ASSIGNED TASK:
Find every line in the records below that contains the word "left", and copy each such line.
__________
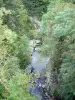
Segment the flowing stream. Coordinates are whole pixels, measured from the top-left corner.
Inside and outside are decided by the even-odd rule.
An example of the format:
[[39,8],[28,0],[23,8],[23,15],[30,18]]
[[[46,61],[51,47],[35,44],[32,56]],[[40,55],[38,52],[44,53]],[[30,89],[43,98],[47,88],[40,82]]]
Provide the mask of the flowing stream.
[[43,58],[37,51],[34,51],[32,53],[31,63],[27,67],[27,71],[30,71],[31,67],[33,67],[35,73],[38,73],[38,72],[41,73],[43,71],[43,69],[46,68],[48,62],[49,62],[48,57]]
[[[29,81],[29,92],[31,95],[37,95],[37,100],[49,100],[45,90],[46,76],[41,74],[49,62],[48,57],[41,57],[41,55],[35,50],[32,53],[32,59],[30,65],[27,67],[27,71],[34,74],[40,74],[40,77],[34,75],[33,79]],[[32,71],[31,71],[32,70]],[[31,86],[33,84],[34,86]]]

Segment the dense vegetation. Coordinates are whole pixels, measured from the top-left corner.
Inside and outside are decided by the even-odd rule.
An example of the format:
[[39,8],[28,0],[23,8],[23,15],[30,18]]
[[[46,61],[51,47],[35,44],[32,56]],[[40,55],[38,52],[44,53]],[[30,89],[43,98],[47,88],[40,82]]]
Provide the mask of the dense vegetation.
[[51,59],[47,70],[50,95],[62,100],[75,97],[74,23],[74,0],[50,0],[42,19],[42,50]]
[[[40,36],[31,17],[42,19]],[[50,57],[49,96],[74,100],[75,0],[0,0],[0,100],[36,100],[28,92],[25,68],[31,59],[29,41],[37,37],[42,54]]]
[[28,14],[41,19],[43,13],[47,11],[48,0],[23,0]]
[[21,0],[0,2],[0,100],[34,100],[28,93],[33,27]]

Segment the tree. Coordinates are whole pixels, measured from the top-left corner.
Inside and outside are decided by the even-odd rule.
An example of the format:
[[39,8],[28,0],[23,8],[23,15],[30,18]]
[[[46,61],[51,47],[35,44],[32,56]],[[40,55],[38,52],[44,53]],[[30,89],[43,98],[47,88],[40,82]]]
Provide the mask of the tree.
[[23,0],[25,8],[30,16],[42,17],[42,14],[47,11],[48,1],[43,0]]
[[43,53],[51,59],[47,72],[50,92],[55,97],[60,95],[62,100],[72,100],[75,96],[75,5],[61,0],[51,4],[42,20]]
[[[7,0],[7,2],[9,2],[9,0]],[[3,4],[3,6],[5,6],[5,4]],[[20,69],[25,69],[30,58],[30,50],[28,46],[29,39],[26,34],[23,33],[24,31],[22,31],[26,27],[27,19],[25,18],[27,18],[27,15],[25,18],[25,15],[22,15],[24,19],[20,22],[18,19],[15,19],[17,10],[13,13],[11,9],[6,9],[7,7],[5,7],[0,8],[0,100],[35,100],[35,98],[30,96],[27,91],[28,77]],[[26,10],[23,12],[24,14],[25,11]],[[20,11],[20,14],[23,13]],[[12,28],[9,27],[6,18],[6,16],[9,15],[14,15],[14,19],[18,20],[17,30],[13,28],[12,23],[10,23]],[[13,22],[12,19],[9,18],[9,20]],[[25,21],[25,26],[23,21]],[[19,25],[22,25],[20,30]],[[20,97],[18,95],[20,95]]]
[[21,0],[11,0],[11,2],[7,0],[3,3],[11,11],[3,15],[3,25],[6,24],[17,34],[13,48],[16,48],[15,53],[20,60],[20,68],[24,69],[30,60],[28,41],[34,38],[34,27]]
__________
WRITTEN SOLUTION:
Segment the flowing stream. Coordinates are whole pixels, measured from the top-left corner.
Segment the dense vegetation. Coordinates are whole pixels, measured from the top-left corner.
Segment the tree. Coordinates are whole pixels, measured from the top-left corner.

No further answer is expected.